▶ **Supplied information**
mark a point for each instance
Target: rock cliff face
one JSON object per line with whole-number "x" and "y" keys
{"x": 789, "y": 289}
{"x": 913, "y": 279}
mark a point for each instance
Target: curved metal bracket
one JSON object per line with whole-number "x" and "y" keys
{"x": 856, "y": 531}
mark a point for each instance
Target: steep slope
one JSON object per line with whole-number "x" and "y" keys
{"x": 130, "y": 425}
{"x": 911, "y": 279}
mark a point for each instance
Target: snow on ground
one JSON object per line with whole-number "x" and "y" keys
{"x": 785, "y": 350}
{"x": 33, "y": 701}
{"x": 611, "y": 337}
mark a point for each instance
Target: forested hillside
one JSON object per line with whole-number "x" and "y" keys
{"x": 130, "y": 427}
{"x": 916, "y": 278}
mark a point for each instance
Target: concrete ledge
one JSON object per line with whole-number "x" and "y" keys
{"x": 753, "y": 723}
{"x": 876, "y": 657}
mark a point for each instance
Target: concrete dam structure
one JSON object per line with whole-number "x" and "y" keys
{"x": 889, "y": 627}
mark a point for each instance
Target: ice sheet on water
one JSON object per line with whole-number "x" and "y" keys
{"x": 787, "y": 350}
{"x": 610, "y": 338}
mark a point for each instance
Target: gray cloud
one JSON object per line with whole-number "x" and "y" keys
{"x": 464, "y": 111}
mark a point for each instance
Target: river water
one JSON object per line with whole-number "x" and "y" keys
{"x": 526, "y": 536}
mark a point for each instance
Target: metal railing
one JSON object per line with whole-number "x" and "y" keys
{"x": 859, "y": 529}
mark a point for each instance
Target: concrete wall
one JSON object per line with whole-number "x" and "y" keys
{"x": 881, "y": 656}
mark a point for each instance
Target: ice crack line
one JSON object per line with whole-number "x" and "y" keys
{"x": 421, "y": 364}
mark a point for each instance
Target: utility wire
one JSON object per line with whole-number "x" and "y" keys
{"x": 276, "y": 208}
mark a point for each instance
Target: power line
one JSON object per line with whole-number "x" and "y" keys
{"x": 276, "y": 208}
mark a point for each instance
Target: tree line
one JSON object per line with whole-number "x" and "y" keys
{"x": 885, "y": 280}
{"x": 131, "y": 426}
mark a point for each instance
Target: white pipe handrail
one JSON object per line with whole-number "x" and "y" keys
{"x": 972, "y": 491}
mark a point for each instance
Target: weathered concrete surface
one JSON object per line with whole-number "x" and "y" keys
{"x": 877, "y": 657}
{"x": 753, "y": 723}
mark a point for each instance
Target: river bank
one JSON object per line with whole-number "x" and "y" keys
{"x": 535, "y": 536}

▶ **Work order**
Using the records above, copy all lines that include the word "river".

▶ **Task solution**
Target: river water
Target: river bank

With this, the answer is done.